_Aşağıdakileri tamamlayın_
- a) Maddi tazminat metnine göre aşağıdaki soruları yanıtlayın.
(i) Davacı taraf, dava dilekçesinde davacının hangi işi yaptığını iddia etmiştir?
(ii) 05.06.2015 tarihli hesap bilirkişisi raporunda hesaplama hangi ücret esas alınarak yapılmıştır?
(iii) Davalı sigorta şirketinin yaptığı ödemenin tutarı nedir?
- b) Maddi tazminat metnini kaldığı yerden sürdürün.

_Kaynak belge_
------------------------------------------------------------------------

Yargıtay 17.HD’nin 2016/18388 ,2019/8066 emsal içtihadında da belirtildiği gibi Dava, Borçlar Kanunu’nun 46. maddesi (6098 sayılı TBK md. 54) gereğince çalışma gücü kaybı nedeniyle maddi tazminat istemine ilişkindir. Cismani zarar nedeniyle uğranılan mevcut ve gelecekteki zararın karşılığı olan tazminat miktarının tespit edilebilmesi için, öncelikle zarar görenin kazadan önce elde ettiği net gelirin doğru saptanması gerekmektedir. Davacı taraf dava dilekçesinde, davacının elektrikçi olarak çalıştığını iddia etmiş; bu hususu ispat için tanık ve emsal araştırması delillerine dayanmıştır. Mahkemenin maddi tazminat yönünden benimsediği 05.06.2015 tarihli hesap bilirkişisi raporunda; emsal gelir araştırması kapsamında alınan oda yazıları cevabı, davacı tanıklarının anlatımları ve davacı iddiası gereği ve vasıflı işçinin asgari ücretle çalışmasının hayatın olağan akışına aykırı olduğu kabul edilerek asgari ücretin 2 katı üzerinden hesaplama yapılmıştır. Eksik inceleme ile karar verilemez.
Gerçek zararın belirlenmesi için, davacının kaza tarihindeki işinin ve gelir durumunun net ve ispata yarar somut delillerle ortaya konulması gerekmektedir. Mahkemece, öncelikle davacının kaza tarihindeki işi ve gelirine dair delillerinin ibrazının sağlanması, davacının kaza tarihinde ne iş yaptığı ve gelir durumu hakkında gerekirse kolluk marifetiyle araştırma yaptırılması, SGK kayıtlarının istenilerek var ise çalıştığı işyerinden ücret belgelerinin getirtilerek kaza tarihi itibarı ile yaptığı iş ve geliri belirlendikten sonra sonucuna göre hesaplama yapılması için dosyanın bilirkişiye tevdi edilerek ek rapor alınması ve ondan sonra varılacak sonuca göre karar verilmesi gerekirken yazılı olduğu şekilde hüküm kurulması doğru görülmemiştir denmiştir. Davacının işinin niteliği gereği asgari ücretten fazla alacağı hususu artık ortada gerçek varken ihtimale göre ya da gerçeği yansıtmayan belgelere göre ücret belirlenmesi hakkaniyete aykırıdır bu sebeple mahkememizce son bilirkişi raporu hükme esas alınarak
2. İhtimal aylık net ücretin 1.650,00 TL olduğunun kabulüne göre, Geçici ve sürekli iş göremezlik olarak toplam tazminat miktarının 1.367.370,77 TL, davalı …. Sigorta A.Ş. Tarafından yapılan ödemenin (225.000,00 TL) düşürülmesi ile bakiye tazminatın 1.142.370,77 TL, SGK tarafından yapılan 1.546,67 TL ödemenin rücua tabi olduğunun kabulü halinde, bakiye tazminatın 1.140.824,10-TL olarak hesaplandığı görülmüş ancak istinaf süreci öncesinde davacı ıslah ettiğinden taleple bağlı kalınarak maddi tazminatın davacı bakımından 461.720,86-TL olarak hükmedilmesi zorunluluk arz etmiştir.

------------------------------------------------------------------------

_Çıkarılan veriler_
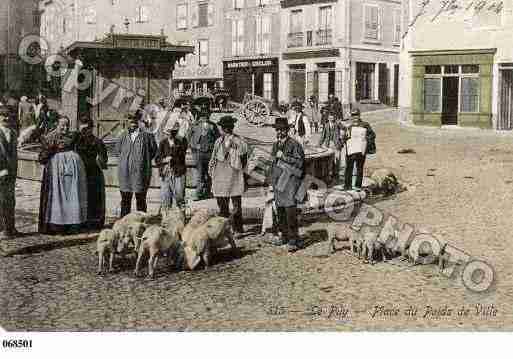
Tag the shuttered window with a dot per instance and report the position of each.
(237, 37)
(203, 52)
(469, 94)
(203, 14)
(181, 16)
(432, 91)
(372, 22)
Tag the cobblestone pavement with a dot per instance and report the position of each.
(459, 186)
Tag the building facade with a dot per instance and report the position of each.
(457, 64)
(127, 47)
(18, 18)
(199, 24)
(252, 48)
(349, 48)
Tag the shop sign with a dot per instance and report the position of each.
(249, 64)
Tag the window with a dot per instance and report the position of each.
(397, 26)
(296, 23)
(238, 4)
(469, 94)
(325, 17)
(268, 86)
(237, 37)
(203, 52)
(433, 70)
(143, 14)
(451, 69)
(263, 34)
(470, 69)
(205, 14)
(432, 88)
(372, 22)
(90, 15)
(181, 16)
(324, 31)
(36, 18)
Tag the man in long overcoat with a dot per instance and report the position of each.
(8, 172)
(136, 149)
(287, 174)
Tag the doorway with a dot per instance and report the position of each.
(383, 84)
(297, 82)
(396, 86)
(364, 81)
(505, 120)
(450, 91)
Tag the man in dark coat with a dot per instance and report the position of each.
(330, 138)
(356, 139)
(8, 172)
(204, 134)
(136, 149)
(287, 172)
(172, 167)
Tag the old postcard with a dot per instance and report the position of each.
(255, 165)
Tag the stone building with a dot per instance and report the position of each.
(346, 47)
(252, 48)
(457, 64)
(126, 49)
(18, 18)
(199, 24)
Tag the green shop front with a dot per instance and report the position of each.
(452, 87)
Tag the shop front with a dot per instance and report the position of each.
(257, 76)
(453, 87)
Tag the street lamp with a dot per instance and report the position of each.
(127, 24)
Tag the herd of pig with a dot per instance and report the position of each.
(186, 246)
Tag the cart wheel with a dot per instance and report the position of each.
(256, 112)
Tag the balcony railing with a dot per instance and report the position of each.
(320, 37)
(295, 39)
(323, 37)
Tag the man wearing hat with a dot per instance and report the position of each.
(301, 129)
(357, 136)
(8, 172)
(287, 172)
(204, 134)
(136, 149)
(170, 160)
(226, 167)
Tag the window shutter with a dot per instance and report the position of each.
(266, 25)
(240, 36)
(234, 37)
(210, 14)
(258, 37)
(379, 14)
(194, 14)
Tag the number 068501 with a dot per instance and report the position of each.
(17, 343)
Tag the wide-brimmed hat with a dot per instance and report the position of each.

------------------------------------------------------------------------

_Beklenen yanıtlar_
- a)
(i) Davacı taraf, davacının elektrikçi olarak çalıştığını iddia etmiştir.
(ii) Hesaplama, asgari ücretin 2 katı üzerinden yapılmıştır.
(iii) Davalı sigorta şirketinin yaptığı ödeme 225.000,00 TL'dir.

- b)
Davacılar için talep edilen Manevi tazminat yönünden ise olayın oluş şekli davalının kusuru meydana gelen yaralamanın ağır derecede kemik kırığı oluşturması maluliyet oranının yüksekliği dikkate alındığında kaza sebebiyle oluşan zarar sebebiyle davacı üzerinde olumsuz ağır olumsuz psikolojik etkilere ve elem üzüntü kedere neden olacağı açıktır manevi tazminatın amacı kişilerde bir nebze olsun elem ızdırabı gidermeye araç olduğu hususu dikkate alınarak hakkaniyet gereği davacıda zenginleşmeye neden olmayacak ayrıca davalıyı da böyle bir fiilden vazgeçirecek ve tekrarlamayacak şekilde manevi tazminat hükmedilmesi gerekir. Ancak hükmedilecek bu manevi tazminatın sembolik bir düzeyde kalmaması da dikkate alınarak davacının acı ve elemini bir nebze giderecek bu fiilin ağırlığı ve gerçekleşme şekli tarafların sosyal ve ekonomik durumları nazara alınarak TMK 4. Maddesi uyarınca davalının maddi durumu da dikkate yaralanan davacı yararına istinaf ilamı dikkate alınarak artırım yapılmış ve uygun manevi tazminat takdir edilmiştir. hüküm tarihinden sonra sigorta şirketi tarafından ( ….) ödenen bedelin infazda alınması gerektiğinden bu hususta ayırca hüküm kurulmamıştır.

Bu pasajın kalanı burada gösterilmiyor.